■ **Reading text**:
• • • • •
Need ideas on how to rescue a failing septic system

We’ve been at our current house for almost 18 years. Our septic system is grandfathered in-- if we ever needed to replace it, we were told early on that we would have to switch to city sewer service, which we were quoted 20K to have the pipes run (and that was years ago- lord knows how much it would be now). Plus our yard would be dug up and ripped to shreds.

We have our septic system pumped out on a regular basis (every 1 1/2 - 2 years). In the early days we unknowingly hired not-so reputable septic pumpers who would tell us that our septic was failing years ago, and they would replace the septic system for us at night, without pulling permits, so we could avoid the cost of switching to sewer. We ignored them, and the septic system kept working well enough until now.

We now have a reputable septic pumping service. The last scheduled pump was only about 6 months ago. We recently noticed a loud gurgling sound and odor from the pipes whenever one of our sons took a long shower. Lifting the septic pump cover, we see that our system was full to the brim. Called back our septic pump guys for an emergency drain and eval this morning; they said they pumped 1225 gallons out of a 1000 gal capacity system-- it was almost 25% over capacity! And they said our drain field is definitely failing. They don’t do camera work, but said our baffle looks intact, it’s an issue with the drain field.

So they say the next step is to do a ‘perk test’ which involves digging up parts of the drain field to determine what’s going on. But they’d have to pull a city permit to do even that, and I’m reluctant to alert the city until we have to.

So, what are our options? We tried pouring in some “leach field cleaner” but I suspect that works as well (meaning not at all) as Draino does on severely clogged pipes. I think years ago when we were concerned our system was failing because the pump guys told us it was, I found a company online who claimed they can revive drain fields with minimal cost and little or no invasive digging. But didn’t follow up at the time.

Have you experienced a lot of rain lately? Groundwater can be a problem but if it’s temporarily high or your leach field just got thoroughly soaked things may get better.
• • • • •
■ **Instruction A**:
List each amount in the septic system post that is written with digits, along with the words that give its unit or time span.
■ **Instruction B**:
In the septic system post, rewrite the part between "We’ve been at" and "enough until now.", inclusive, switching "septic pumpers" to "septic contractors".
• • • • •
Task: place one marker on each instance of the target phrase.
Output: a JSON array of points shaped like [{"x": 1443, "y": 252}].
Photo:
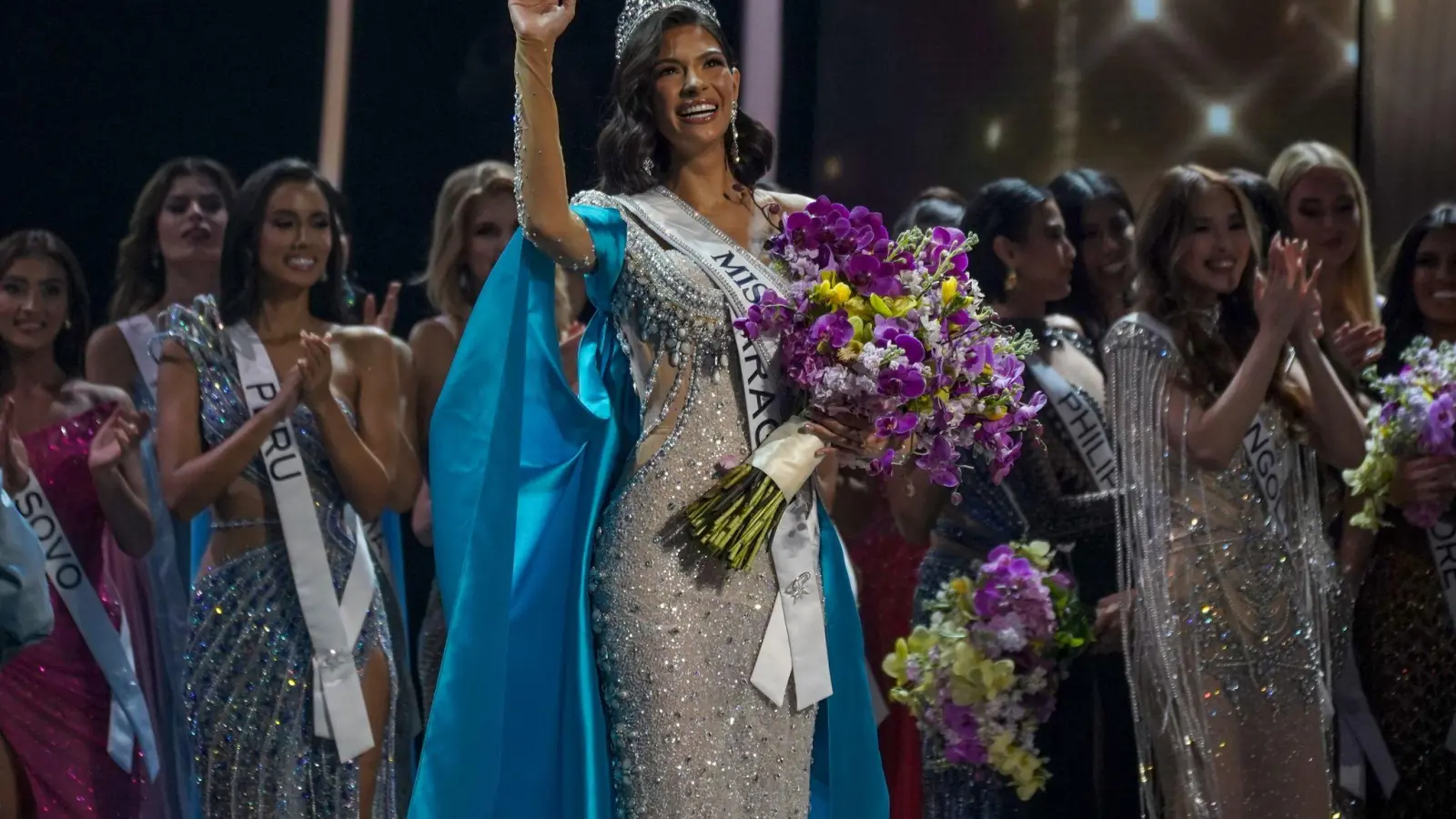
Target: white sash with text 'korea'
[{"x": 334, "y": 624}]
• • • • •
■ **Worked answer A**:
- almost 18 years
- 20K
- every 1 1/2 - 2 years
- about 6 months ago
- 1225 gallons
- 1000 gal capacity
- 25% over capacity

■ **Worked answer B**:
We’ve been at our current house for almost 18 years. Our septic system is grandfathered in-- if we ever needed to replace it, we were told early on that we would have to switch to city sewer service, which we were quoted 20K to have the pipes run (and that was years ago- lord knows how much it would be now). Plus our yard would be dug up and ripped to shreds.

We have our septic system pumped out on a regular basis (every 1 1/2 - 2 years). In the early days we unknowingly hired not-so reputable septic contractors who would tell us that our septic was failing years ago, and they would replace the septic system for us at night, without pulling permits, so we could avoid the cost of switching to sewer. We ignored them, and the septic system kept working well enough until now.